**Exercise objective:** From the records below, transcribe only the lines running from the one with "Target: red plastic stool" through the one with "Target: shrub". Keep both of those end lines.

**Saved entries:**
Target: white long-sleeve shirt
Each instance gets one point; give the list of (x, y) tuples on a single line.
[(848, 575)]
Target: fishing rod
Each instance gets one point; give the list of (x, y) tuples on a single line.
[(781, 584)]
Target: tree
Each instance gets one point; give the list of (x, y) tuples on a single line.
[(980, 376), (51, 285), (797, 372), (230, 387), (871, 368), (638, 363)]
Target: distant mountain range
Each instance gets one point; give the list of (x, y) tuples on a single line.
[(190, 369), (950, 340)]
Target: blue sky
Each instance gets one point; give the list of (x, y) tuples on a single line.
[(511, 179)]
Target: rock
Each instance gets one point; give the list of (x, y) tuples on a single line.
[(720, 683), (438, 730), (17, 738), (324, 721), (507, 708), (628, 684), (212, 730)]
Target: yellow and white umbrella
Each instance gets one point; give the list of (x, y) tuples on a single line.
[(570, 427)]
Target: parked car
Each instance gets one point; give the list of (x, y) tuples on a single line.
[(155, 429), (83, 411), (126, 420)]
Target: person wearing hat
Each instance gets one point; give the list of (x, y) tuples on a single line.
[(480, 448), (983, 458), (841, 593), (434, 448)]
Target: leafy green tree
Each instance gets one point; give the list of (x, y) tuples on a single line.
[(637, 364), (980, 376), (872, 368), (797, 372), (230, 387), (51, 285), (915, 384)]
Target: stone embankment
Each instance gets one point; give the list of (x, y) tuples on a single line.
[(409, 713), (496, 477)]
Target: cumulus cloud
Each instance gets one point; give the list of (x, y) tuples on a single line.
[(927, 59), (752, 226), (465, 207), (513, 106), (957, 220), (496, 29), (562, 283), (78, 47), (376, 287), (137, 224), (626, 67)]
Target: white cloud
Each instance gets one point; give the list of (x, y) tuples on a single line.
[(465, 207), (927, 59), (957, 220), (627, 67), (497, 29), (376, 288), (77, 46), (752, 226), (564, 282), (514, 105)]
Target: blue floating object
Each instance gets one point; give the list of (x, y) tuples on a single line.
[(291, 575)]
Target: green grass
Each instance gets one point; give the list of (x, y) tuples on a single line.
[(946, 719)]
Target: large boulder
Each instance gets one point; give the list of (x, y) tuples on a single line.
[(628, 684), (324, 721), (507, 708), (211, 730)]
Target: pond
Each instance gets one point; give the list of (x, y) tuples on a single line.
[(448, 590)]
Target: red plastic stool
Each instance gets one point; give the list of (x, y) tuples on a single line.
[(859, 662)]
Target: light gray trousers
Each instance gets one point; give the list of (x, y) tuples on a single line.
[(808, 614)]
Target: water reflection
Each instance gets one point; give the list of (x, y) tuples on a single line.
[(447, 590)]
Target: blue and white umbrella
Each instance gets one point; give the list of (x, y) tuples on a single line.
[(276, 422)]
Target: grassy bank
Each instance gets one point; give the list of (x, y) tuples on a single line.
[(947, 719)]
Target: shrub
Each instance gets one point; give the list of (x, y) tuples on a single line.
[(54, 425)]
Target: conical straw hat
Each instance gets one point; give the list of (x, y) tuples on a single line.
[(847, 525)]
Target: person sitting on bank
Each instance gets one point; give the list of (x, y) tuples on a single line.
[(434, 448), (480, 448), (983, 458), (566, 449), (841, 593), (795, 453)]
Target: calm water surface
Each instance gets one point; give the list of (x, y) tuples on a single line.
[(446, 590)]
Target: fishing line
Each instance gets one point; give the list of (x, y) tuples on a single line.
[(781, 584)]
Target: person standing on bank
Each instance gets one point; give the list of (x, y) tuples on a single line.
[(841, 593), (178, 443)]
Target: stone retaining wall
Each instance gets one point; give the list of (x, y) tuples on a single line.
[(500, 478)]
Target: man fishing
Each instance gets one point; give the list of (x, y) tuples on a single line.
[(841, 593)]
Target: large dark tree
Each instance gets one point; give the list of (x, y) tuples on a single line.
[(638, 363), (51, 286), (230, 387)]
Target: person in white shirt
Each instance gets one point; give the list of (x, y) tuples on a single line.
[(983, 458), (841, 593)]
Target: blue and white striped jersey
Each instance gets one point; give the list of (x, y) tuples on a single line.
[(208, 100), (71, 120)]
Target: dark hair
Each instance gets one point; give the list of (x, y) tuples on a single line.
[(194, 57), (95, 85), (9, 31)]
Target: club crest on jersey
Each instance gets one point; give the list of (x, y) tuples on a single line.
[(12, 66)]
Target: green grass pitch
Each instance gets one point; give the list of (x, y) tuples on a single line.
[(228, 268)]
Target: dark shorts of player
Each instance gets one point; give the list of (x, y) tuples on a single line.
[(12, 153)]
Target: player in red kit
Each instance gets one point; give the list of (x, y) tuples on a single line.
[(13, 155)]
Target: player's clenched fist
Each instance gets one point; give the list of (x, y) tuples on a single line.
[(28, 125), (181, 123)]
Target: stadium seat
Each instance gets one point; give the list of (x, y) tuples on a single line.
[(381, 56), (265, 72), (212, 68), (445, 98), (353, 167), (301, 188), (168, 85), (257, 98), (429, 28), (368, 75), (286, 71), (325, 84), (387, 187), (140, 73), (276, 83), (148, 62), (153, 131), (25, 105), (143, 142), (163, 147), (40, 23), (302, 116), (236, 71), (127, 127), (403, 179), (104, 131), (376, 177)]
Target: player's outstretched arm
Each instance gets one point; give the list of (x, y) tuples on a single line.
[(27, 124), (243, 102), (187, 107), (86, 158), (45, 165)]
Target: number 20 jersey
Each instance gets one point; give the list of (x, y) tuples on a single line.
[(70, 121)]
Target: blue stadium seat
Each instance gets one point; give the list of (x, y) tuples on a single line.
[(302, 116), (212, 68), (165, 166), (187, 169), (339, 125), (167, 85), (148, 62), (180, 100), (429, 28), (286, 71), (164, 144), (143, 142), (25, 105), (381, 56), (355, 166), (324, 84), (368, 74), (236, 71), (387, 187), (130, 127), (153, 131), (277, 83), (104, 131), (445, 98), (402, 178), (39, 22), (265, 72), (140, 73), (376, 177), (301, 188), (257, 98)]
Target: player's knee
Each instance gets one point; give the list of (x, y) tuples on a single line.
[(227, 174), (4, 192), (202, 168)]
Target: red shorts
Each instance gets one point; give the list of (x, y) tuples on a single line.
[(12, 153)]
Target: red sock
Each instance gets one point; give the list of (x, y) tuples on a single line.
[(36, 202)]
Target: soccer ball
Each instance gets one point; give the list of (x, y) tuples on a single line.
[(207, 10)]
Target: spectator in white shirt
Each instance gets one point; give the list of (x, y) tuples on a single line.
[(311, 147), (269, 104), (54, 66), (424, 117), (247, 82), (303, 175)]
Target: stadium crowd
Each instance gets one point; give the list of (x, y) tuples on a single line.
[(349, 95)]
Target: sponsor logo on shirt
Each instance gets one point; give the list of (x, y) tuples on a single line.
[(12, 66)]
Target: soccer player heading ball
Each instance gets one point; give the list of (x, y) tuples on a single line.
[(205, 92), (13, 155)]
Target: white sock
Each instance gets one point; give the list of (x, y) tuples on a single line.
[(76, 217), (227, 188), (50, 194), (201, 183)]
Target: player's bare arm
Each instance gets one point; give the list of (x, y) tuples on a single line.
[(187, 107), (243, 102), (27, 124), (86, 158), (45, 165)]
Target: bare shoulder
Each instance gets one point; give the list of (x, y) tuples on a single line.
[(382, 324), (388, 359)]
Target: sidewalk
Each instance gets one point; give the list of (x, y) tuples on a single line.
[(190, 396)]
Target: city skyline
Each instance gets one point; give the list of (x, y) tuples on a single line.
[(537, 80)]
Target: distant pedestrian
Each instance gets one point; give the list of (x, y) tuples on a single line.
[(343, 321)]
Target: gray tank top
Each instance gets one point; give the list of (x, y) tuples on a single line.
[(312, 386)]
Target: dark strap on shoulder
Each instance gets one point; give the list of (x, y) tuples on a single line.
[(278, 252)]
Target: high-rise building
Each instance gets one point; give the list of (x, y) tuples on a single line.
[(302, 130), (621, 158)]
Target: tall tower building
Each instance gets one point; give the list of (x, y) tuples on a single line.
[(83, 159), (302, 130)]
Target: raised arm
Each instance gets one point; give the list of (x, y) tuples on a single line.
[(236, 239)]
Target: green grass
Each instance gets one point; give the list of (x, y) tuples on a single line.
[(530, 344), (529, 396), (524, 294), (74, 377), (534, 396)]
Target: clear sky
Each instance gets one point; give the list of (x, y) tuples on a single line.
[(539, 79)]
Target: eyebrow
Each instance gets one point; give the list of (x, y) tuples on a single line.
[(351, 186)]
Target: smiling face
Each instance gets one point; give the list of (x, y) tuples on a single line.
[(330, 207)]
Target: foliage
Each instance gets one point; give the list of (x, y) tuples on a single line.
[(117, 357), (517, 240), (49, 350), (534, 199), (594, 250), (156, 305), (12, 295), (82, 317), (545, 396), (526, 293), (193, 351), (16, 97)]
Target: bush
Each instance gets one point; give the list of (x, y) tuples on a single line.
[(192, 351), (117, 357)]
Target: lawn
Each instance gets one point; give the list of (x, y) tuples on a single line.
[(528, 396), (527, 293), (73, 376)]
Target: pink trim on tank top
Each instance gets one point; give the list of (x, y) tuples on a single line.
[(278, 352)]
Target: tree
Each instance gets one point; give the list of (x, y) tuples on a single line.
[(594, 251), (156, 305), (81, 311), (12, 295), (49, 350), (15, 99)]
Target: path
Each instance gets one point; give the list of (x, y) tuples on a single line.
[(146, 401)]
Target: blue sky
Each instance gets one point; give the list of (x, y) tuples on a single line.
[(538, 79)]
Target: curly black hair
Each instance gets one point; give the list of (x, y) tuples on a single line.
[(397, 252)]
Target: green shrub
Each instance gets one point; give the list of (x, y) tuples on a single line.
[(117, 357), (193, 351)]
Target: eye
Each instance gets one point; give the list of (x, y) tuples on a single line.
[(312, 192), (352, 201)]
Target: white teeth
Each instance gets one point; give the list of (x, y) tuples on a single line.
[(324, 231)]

**Answer section:**
Target: red plastic stool
Each instance gets one point; give the list of (x, y) tuples on a single line.
[(859, 662)]
Target: light gray trousers
Each instance gets one point; give the list of (x, y) tuples on a single line.
[(808, 614)]
Target: water reflection
Each instance gets one point; give the list of (x, y) tuples on a single line.
[(447, 590)]
Target: blue and white umbrella
Each instance gets one point; give the list of (x, y) tuples on a single line.
[(276, 422)]
Target: grassy bank
Each instance gets one point; give the list of (x, y) tuples on a single line.
[(947, 719)]
Target: shrub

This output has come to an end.